Reproduce every one of the records below with "Provide" replaced by "Give", keeping all other wording unchanged. Leave the pictures out of your answer.

# start of STORED RECORDS

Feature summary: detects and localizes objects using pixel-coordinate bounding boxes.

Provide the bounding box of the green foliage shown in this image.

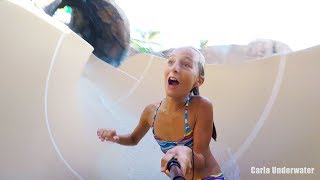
[130,30,160,53]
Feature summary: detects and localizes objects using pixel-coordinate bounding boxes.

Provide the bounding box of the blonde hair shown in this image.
[189,46,206,95]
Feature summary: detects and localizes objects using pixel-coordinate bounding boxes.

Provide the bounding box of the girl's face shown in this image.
[164,47,203,97]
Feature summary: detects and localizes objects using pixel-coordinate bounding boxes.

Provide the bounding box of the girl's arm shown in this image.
[193,96,213,169]
[116,104,153,146]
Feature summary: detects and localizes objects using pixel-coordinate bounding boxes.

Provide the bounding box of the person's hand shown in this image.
[161,146,192,176]
[97,128,119,142]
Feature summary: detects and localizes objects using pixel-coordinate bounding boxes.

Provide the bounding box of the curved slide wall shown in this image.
[0,0,320,180]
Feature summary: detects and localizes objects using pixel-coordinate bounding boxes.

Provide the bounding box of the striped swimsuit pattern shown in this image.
[198,173,224,180]
[152,96,193,153]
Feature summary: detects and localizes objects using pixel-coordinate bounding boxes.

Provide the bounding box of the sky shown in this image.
[115,0,320,51]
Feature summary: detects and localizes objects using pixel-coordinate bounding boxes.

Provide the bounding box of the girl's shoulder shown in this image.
[190,95,213,106]
[144,101,160,114]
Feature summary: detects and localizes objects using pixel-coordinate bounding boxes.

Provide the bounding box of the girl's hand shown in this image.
[97,128,119,142]
[161,146,192,176]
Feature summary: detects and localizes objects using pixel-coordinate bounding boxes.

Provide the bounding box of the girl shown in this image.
[97,47,224,180]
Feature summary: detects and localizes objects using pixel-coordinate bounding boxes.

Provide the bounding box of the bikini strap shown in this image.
[184,95,191,135]
[151,100,163,127]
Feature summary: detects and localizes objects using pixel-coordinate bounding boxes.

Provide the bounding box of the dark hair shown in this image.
[190,47,217,141]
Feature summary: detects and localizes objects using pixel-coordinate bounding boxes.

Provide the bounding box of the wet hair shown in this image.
[190,47,217,141]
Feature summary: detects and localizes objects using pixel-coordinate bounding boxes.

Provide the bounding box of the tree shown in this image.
[130,30,160,53]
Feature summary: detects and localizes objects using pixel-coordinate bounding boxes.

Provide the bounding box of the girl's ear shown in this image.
[193,76,204,87]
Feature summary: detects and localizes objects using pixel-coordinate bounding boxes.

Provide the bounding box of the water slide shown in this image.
[0,0,320,180]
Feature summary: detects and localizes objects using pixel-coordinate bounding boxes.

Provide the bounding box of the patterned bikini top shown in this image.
[151,96,193,153]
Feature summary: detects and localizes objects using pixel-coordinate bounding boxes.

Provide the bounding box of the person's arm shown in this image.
[116,105,152,146]
[193,97,213,169]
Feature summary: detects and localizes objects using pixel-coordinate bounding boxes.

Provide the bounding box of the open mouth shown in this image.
[168,77,179,86]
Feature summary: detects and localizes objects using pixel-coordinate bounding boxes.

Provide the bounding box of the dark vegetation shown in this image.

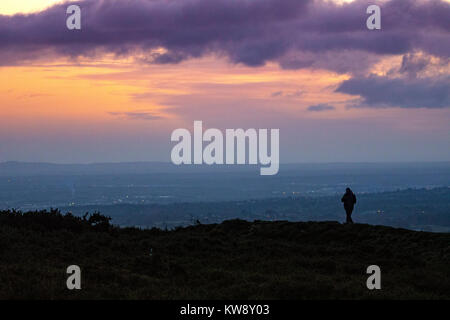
[0,210,450,299]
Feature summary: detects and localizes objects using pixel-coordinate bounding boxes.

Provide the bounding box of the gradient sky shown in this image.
[0,0,450,163]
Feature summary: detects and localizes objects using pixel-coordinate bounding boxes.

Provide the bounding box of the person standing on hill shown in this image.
[341,188,356,223]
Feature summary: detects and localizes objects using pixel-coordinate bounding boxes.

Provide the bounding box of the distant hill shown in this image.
[0,210,450,299]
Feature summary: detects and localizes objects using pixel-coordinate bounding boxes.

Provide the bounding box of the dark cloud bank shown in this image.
[0,0,450,108]
[0,0,450,68]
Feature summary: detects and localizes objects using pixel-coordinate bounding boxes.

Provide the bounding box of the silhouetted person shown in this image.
[341,188,356,223]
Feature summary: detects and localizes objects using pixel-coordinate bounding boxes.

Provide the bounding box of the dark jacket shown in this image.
[341,191,356,208]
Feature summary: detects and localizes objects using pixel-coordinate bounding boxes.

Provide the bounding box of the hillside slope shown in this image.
[0,211,450,299]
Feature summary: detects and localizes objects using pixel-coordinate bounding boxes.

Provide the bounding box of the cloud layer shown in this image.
[336,75,450,108]
[0,0,450,72]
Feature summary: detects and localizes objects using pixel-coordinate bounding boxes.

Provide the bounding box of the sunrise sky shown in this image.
[0,0,450,163]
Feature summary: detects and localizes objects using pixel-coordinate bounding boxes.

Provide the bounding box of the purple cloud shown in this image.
[0,0,450,72]
[307,103,336,112]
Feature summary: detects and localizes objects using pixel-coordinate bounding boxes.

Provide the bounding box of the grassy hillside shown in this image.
[0,211,450,299]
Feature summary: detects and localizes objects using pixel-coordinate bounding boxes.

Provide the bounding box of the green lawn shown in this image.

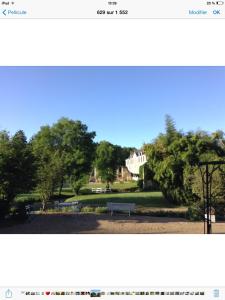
[66,192,186,212]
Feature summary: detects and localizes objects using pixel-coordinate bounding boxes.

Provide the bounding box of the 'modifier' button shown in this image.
[189,9,207,15]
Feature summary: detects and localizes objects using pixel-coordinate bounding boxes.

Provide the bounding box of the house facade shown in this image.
[126,150,147,180]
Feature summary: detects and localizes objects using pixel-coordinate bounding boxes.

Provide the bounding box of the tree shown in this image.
[32,118,95,209]
[95,141,118,187]
[0,131,35,204]
[145,117,225,204]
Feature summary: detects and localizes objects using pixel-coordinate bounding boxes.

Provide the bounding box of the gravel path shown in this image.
[0,214,225,234]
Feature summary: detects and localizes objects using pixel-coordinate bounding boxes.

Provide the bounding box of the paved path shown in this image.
[0,214,225,234]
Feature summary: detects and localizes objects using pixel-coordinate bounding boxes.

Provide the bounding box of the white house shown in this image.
[126,150,147,180]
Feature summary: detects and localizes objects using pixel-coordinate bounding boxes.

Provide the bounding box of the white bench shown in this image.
[54,201,80,211]
[91,188,112,194]
[107,202,135,216]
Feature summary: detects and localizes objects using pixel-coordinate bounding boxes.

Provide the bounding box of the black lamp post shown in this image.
[199,161,225,234]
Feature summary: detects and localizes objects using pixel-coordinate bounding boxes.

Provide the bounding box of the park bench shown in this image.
[54,201,81,211]
[91,188,112,194]
[107,202,135,216]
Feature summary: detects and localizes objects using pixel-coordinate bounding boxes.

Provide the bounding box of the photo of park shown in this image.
[0,67,225,234]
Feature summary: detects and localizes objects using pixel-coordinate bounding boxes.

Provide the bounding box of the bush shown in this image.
[0,200,10,220]
[10,202,28,222]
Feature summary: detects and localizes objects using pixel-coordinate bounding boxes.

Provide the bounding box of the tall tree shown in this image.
[95,141,118,187]
[32,118,95,209]
[0,131,35,203]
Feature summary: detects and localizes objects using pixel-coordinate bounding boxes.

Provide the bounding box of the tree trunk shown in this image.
[59,178,64,196]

# end of STORED RECORDS

*ANSWER TO THE PROBLEM*:
Feature summary: detects and localizes objects using pixel-coordinate bounding boxes.

Give the bounding box of the green foliage shown in this image.

[130,30,160,53]
Feature summary: detects and localizes objects using pixel-coordinate bounding boxes.

Give the bounding box of the blonde hair shown in this image.
[189,46,206,95]
Feature summary: detects and localizes objects using pixel-coordinate bounding boxes.

Give the bounding box of the girl's face shown in this image.
[164,47,203,97]
Feature summary: detects and localizes objects using pixel-coordinate bounding boxes.

Give the bounding box of the girl's arm shown in this image.
[193,96,213,169]
[116,104,153,146]
Feature summary: detects and localizes objects using pixel-coordinate bounding boxes.

Give the bounding box of the person's hand shown in this image.
[161,146,192,176]
[97,128,119,142]
Feature summary: detects and localizes objects using pixel-coordinate bounding boxes.

Give the bounding box of the curved slide wall shown in this image.
[0,0,320,180]
Feature summary: detects and localizes objects using pixel-coordinate bounding boxes.

Give the bounding box of the striped swimsuit pattern shown in this image.
[198,173,224,180]
[152,96,193,153]
Feature summary: detects and localizes objects using pixel-coordinate bounding boxes.

Give the bounding box of the sky shown in this image.
[115,0,320,51]
Feature summary: detects and localizes objects using pixel-coordinate bounding boxes.

Give the bounding box of the girl's shoulder shown in this image.
[190,95,213,106]
[144,101,160,114]
Feature summary: detects and localizes objects using pixel-coordinate bounding boxes.

Give the bounding box of the girl's hand shown in this image.
[97,128,119,142]
[161,146,192,176]
Feature summary: detects and localizes objects using pixel-coordinate bounding boxes.

Give the bounding box of the girl shown in this image.
[97,47,224,180]
Feature summary: detects and localizes objects using pixel-coordinate bounding boxes.

Give the bounding box of the bikini strap shown in this image.
[184,95,191,135]
[151,100,163,127]
Feature summary: detects and localizes objects using pixel-coordinate bounding boxes.

Give the bounding box of the dark hair shown in this image.
[190,47,217,141]
Feature summary: detects and localizes objects using pixel-coordinate bounding boxes.

Give the bounding box of the wet hair shown in this image.
[190,47,217,141]
Feature summary: detects and localizes objects using pixel-coordinate bounding boxes.

Give the bounding box of the tree shown in this image.
[130,30,160,53]
Feature summary: detects and localizes objects using pixel-coordinate bounding boxes.

Give the bounding box of the girl's ear shown in this image.
[193,76,204,87]
Feature summary: detects and localizes objects using pixel-coordinate bounding boxes.

Give the bounding box of the water slide shown in this image.
[0,0,320,180]
Feature summary: detects and localizes objects using pixel-coordinate bounding boxes.

Give the bounding box of the patterned bikini top shown in this image.
[151,96,193,153]
Feature summary: detects and localizes objects using pixel-coordinate bounding boxes.

Give the bounding box of the person's arm shown in this image.
[116,105,152,146]
[193,97,213,169]
Feature summary: detects and localizes objects using pixel-coordinate bounding boxes.

Give the bounding box of the open mouth shown in this image.
[168,77,179,86]
Feature summary: detects and localizes objects using pixel-coordinate bounding boxes.

Give the bounding box of the dark vegetation shown in this image.

[0,210,450,299]
Feature summary: detects and localizes objects using pixel-coordinate bounding boxes.

Give the bounding box of the gradient sky shown in this image.
[0,0,450,163]
Feature summary: detects and localizes objects using pixel-coordinate bounding boxes.

Give the bounding box of the person standing on hill shown in this image.
[341,188,356,223]
Feature summary: detects and localizes objects using pixel-coordinate bounding boxes.

Give the bounding box of the distant hill shown in this image.
[0,210,450,299]
Feature summary: detects and localizes objects using pixel-coordinate bounding boxes.

Give the bounding box of the dark cloud bank shown in this image.
[0,0,450,108]
[0,0,450,68]
Feature summary: detects and localizes objects using pixel-coordinate bounding boxes.

Give the bounding box of the silhouetted person shown in this image.
[341,188,356,223]
Feature summary: detects and localizes objects using pixel-coordinate bounding boxes.

Give the bounding box of the dark jacket shown in this image.
[341,191,356,208]
Feature summary: detects and localizes objects using pixel-coordinate bounding boxes.

Give the bounding box of the hillside slope shown in this image.
[0,211,450,299]
Feature summary: detects and localizes objects using pixel-coordinate bounding boxes.

Give the bounding box of the cloud layer shown in this image.
[336,75,450,108]
[0,0,450,72]
Feature summary: detects and localizes objects using pixel-coordinate bounding boxes.

Give the bounding box of the sunrise sky shown in this image.
[0,0,450,163]
Feature summary: detects and localizes objects using pixel-coordinate bounding boxes.

Give the bounding box of the purple cloud shown in this image.
[0,0,450,72]
[307,103,336,112]
Feature summary: detects and localizes objects using pixel-coordinate bounding boxes.

Give the bounding box of the grassy hillside shown in this image.
[0,211,450,299]
Feature summary: detects and localizes objects using pixel-coordinate bounding boxes.

Give the bounding box of the green lawn shown in this image.

[66,192,186,212]
Feature summary: detects and localizes objects using pixel-coordinate bounding boxes.

Give the bounding box of the 'modifier' button shown in this image.
[189,9,207,15]
Feature summary: detects and localizes objects using pixel-coordinate bounding boxes.

Give the bounding box of the house facade shown in this image.
[126,150,147,180]
Feature summary: detects and localizes objects using pixel-coordinate bounding boxes.

Give the bounding box of the tree shown in this image.
[32,118,95,209]
[95,141,118,187]
[0,131,35,204]
[145,117,225,204]
Feature summary: detects and localizes objects using pixel-coordinate bounding boxes.

Give the bounding box of the gravel path shown in this image.
[0,214,225,234]
Feature summary: detects and localizes objects using pixel-coordinate bounding boxes.

Give the bounding box of the paved path shown in this image.
[0,214,225,234]
Feature summary: detects and localizes objects using pixel-coordinate bounding boxes.

Give the bounding box of the white house shown in this image.
[126,150,147,180]
Feature summary: detects and localizes objects using pixel-coordinate bounding boxes.

Give the bounding box of the white bench shown in this image.
[54,201,80,211]
[91,188,112,194]
[107,202,135,216]
Feature summary: detects and localizes objects using pixel-coordinate bounding boxes.

Give the bounding box of the black lamp post shown in this image.
[199,161,225,234]
Feature summary: detects and localizes objects using pixel-coordinate bounding boxes.

Give the bounding box of the park bench shown in this image.
[54,201,81,211]
[91,188,112,194]
[107,202,135,216]
Feature summary: detects and localizes objects using pixel-coordinate bounding boxes.

Give the bounding box of the photo of park shown in this image.
[0,67,225,234]
Feature summary: detects and localizes objects using pixel-coordinate bounding boxes.

Give the bounding box of the bush shown in this image.
[0,200,10,220]
[10,202,28,222]
Feature summary: detects and localizes objects using pixel-coordinate bounding boxes.

Give the bounding box of the tall tree shown in this image.
[95,141,118,187]
[32,118,95,209]
[0,131,35,203]
Feature summary: detects and localizes objects using pixel-coordinate bounding boxes.

Give the bounding box of the tree trunk shown in this image.
[59,178,64,196]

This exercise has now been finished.